(Image-grounded pointing data)

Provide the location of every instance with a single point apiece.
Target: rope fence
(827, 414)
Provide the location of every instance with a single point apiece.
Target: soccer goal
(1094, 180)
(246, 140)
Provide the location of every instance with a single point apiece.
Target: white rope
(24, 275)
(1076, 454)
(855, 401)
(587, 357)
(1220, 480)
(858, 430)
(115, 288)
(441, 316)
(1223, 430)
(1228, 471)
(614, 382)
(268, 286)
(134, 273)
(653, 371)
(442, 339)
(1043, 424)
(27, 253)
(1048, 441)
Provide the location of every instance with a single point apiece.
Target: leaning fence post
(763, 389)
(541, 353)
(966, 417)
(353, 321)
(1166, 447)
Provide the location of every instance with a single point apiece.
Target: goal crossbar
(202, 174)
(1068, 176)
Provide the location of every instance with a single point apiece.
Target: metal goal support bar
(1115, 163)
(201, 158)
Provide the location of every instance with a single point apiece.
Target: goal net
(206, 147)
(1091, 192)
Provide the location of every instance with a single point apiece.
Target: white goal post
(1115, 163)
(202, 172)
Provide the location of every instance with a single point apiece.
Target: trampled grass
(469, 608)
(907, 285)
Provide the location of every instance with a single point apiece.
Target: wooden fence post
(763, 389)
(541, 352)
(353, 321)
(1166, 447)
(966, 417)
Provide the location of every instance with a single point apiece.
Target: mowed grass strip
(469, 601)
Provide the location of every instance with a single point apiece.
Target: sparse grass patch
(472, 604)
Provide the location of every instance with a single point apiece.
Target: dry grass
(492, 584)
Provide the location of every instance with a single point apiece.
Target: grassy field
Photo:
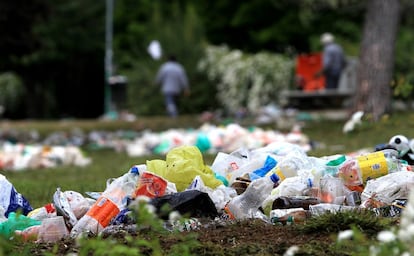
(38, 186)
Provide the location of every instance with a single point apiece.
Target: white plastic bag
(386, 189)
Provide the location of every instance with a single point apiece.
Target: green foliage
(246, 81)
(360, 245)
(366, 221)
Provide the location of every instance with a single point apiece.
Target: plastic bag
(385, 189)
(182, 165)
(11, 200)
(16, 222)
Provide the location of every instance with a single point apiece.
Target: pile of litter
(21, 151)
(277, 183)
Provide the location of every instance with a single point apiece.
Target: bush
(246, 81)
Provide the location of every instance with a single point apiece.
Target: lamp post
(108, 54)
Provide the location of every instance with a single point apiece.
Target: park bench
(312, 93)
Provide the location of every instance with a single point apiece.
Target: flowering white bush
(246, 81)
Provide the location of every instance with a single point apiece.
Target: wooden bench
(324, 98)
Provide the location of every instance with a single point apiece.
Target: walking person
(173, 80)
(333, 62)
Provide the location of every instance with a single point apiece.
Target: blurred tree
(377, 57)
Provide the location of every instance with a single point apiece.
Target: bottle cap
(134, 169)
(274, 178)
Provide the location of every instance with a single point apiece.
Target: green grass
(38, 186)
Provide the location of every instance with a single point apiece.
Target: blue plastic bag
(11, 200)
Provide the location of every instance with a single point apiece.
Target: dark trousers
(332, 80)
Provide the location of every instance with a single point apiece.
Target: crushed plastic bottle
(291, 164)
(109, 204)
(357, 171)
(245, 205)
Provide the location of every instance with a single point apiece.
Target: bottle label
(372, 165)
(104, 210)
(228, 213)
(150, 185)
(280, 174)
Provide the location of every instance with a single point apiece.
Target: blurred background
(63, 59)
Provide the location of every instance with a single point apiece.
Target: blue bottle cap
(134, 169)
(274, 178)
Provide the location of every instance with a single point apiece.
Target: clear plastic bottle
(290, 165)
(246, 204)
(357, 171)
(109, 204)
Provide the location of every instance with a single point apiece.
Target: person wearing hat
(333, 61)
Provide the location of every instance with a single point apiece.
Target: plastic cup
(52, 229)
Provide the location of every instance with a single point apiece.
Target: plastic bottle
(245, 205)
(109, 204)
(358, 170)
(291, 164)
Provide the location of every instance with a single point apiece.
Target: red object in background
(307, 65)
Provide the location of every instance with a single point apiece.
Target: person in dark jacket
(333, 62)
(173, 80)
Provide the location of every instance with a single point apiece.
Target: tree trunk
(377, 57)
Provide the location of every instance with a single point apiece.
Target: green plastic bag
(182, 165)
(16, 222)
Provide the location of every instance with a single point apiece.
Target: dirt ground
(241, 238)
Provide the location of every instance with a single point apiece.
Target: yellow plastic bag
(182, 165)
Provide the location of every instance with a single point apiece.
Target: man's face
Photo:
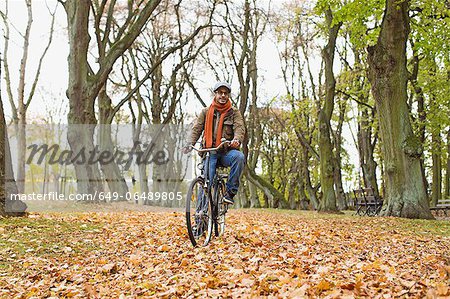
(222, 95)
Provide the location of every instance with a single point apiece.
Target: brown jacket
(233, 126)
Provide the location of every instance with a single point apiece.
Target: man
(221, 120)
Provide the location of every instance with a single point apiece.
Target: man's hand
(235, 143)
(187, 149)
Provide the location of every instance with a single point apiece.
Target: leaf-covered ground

What is required
Print all the lines above again exactly, without any pictures.

Task response
Provide the location of every instance with a single point apiece.
Target: rope fence
(827, 414)
Provide the location of every instance with a single point apiece.
Target: soccer goal
(1094, 180)
(246, 140)
Provide the location of every instance with a single point apiece.
Target: white rope
(24, 275)
(1076, 454)
(855, 401)
(587, 357)
(1220, 480)
(858, 430)
(115, 288)
(441, 316)
(1223, 430)
(1228, 471)
(614, 382)
(268, 286)
(134, 273)
(653, 371)
(442, 339)
(1043, 424)
(27, 253)
(1048, 441)
Provide the location of every instance with a single point apiece.
Target: leaning fence post
(763, 389)
(541, 353)
(966, 417)
(353, 321)
(1166, 447)
Provide the location of every instance with a single point apiece.
Target: goal crossbar
(202, 174)
(1068, 176)
Provide the location of every instance with a single point apiece.
Target: metal goal support bar
(1115, 163)
(201, 158)
Provide the location of every instance with a single point apiece.
Target: goal net
(206, 147)
(1091, 192)
Provide the location of every instance with a single point apiece.
Target: white goal post
(1115, 163)
(202, 172)
Provide the location of every instance with a single point apiece.
Target: trampled grass
(469, 608)
(907, 285)
Provide the location of every instance with a single point apiece.
Target: wooden fence post
(763, 389)
(541, 352)
(353, 321)
(1166, 447)
(966, 417)
Provide the location of every instance with a single point apiece.
Target: mowed grass strip
(469, 601)
Provide the location of every instance with a single point apiece.
Target: sparse grass patch
(472, 604)
Provide the location of every instance with a single point apiece.
Target: dry grass
(492, 584)
Provide the location of every instance with a single point apiece.
Target: grassy field
Photo:
(38, 186)
Provide the location of every instance with a single point apiece.
Target: white plastic bag
(386, 189)
Provide the location of every instance with a single point apiece.
Target: green foliage
(246, 81)
(360, 245)
(366, 221)
Provide the location of every instance with a single point apiece.
Target: plastic bag
(385, 189)
(182, 165)
(11, 200)
(16, 222)
Provide the location of every instance with a single point apiece.
Target: pile of litter
(21, 151)
(277, 183)
Provide the location of every instance with a single point apiece.
Target: bush
(246, 81)
Provide the location of every instance with a single point apiece.
Target: lamp post
(108, 54)
Provide the location of every instance with a single point apiece.
Target: park bench
(312, 93)
Provide the location of every instance with a single point apiece.
Target: flowering white bush
(246, 81)
Provide the location of every instance with a single point apiece.
Target: wooden bench
(324, 98)
Provide the location of every instance with a single point apiece.
Target: walking person
(173, 80)
(333, 62)
Provide the location of every instance with a single point apiece.
Target: blurred tree
(377, 57)
Provide the location of every instance with a single point apiece.
Target: bottle cap
(134, 169)
(274, 178)
Provide the location of every instance with a single point apiece.
Target: green grass
(38, 186)
Provide the location of every instance with a single point apiece.
Target: blue plastic bag
(11, 200)
Provide the location of every instance with a single point apiece.
Target: dark trousers
(332, 80)
Provide the location of every instance with a single point apiece.
Target: crushed plastic bottle
(291, 164)
(109, 204)
(357, 171)
(245, 205)
Provide the location of every instance with a single point apiece.
Target: bottle label
(372, 165)
(104, 210)
(228, 213)
(150, 185)
(280, 174)
Provide the location of every instance with a single point apiece.
Target: blurred background
(63, 59)
Provide the location of every instance with a single point apiece.
Target: blue bottle cap
(134, 169)
(274, 178)
Provide the location of every instance with a single point apiece.
Target: clear plastic bottle
(290, 165)
(246, 204)
(357, 171)
(109, 204)
Provide the location of every instance with a single point apiece.
Target: person wearing hat
(333, 61)
Provide the location of every instance with a single point apiece.
Target: plastic cup
(52, 229)
Provide the location of every instance with a single point apiece.
Target: plastic bottle
(245, 205)
(109, 204)
(358, 170)
(291, 164)
Provide the location of every instance with a single point apiece.
Target: red object in background
(307, 65)
Provide the location of every instance with a single point apiece.
Target: person in dark jacket
(333, 62)
(173, 80)
Provide the location of every instance with a single point apiece.
Target: tree trunk
(377, 57)
Provide the location of every instance with a single point apiece.
Target: green plastic bag
(182, 165)
(16, 222)
Provide the location of every instance with a single point apiece.
Target: dirt ground
(241, 238)
Provide the location of every instance with a single point apiece.
Target: yellow plastic bag
(182, 165)
Provide the location of every instance with a single point apiece.
Target: man's face
Photo:
(222, 95)
Provide the location of every instance with a single point apiece.
Target: brown jacket
(233, 126)
Provide the location of every instance with a single point apiece.
Target: man
(221, 120)
Provide the location of every instance with a single point apiece.
Target: man's hand
(235, 143)
(187, 149)
Provide the location of every instance with a single point apiece.
Target: leaf-covered ground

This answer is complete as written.